### To be done
How many of the lines below contain the string "colored"? Reply with the number alone.

### Entries provided
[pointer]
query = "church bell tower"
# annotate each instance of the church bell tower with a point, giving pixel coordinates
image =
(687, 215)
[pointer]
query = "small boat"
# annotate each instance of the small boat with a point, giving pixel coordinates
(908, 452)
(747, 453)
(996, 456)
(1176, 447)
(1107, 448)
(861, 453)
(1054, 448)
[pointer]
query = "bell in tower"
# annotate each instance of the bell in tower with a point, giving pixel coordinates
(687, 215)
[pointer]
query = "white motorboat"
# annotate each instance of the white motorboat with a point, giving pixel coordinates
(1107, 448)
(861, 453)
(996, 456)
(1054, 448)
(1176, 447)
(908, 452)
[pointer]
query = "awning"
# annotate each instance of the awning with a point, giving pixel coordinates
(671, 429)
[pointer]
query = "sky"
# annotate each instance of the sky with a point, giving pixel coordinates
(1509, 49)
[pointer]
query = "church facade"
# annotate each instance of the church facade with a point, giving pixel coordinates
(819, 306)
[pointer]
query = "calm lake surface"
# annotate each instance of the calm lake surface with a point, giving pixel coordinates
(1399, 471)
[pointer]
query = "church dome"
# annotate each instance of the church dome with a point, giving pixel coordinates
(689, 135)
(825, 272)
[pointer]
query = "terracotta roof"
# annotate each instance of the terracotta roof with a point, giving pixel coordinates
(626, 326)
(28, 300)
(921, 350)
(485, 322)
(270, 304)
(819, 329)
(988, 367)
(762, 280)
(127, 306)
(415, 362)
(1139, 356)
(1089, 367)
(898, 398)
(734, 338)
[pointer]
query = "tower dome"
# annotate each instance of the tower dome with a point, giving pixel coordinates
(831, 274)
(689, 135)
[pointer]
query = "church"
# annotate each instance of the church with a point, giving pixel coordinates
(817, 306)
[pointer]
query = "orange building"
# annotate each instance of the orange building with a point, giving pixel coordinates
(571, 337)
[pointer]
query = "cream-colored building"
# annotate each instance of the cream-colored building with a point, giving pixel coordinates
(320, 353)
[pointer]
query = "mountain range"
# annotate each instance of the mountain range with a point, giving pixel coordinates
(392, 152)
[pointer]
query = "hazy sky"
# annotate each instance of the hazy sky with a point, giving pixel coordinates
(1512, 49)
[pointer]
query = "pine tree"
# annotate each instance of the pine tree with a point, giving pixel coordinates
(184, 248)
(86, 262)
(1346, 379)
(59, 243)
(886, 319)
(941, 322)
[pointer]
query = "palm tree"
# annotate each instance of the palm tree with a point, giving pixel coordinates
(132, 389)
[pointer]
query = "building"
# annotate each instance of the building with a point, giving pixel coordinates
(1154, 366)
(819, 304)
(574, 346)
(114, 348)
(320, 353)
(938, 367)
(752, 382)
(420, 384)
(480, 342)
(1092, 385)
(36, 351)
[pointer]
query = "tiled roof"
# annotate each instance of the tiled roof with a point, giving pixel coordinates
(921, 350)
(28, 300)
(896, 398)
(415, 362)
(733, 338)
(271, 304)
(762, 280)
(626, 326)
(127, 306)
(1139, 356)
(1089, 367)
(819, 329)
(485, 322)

### The response
2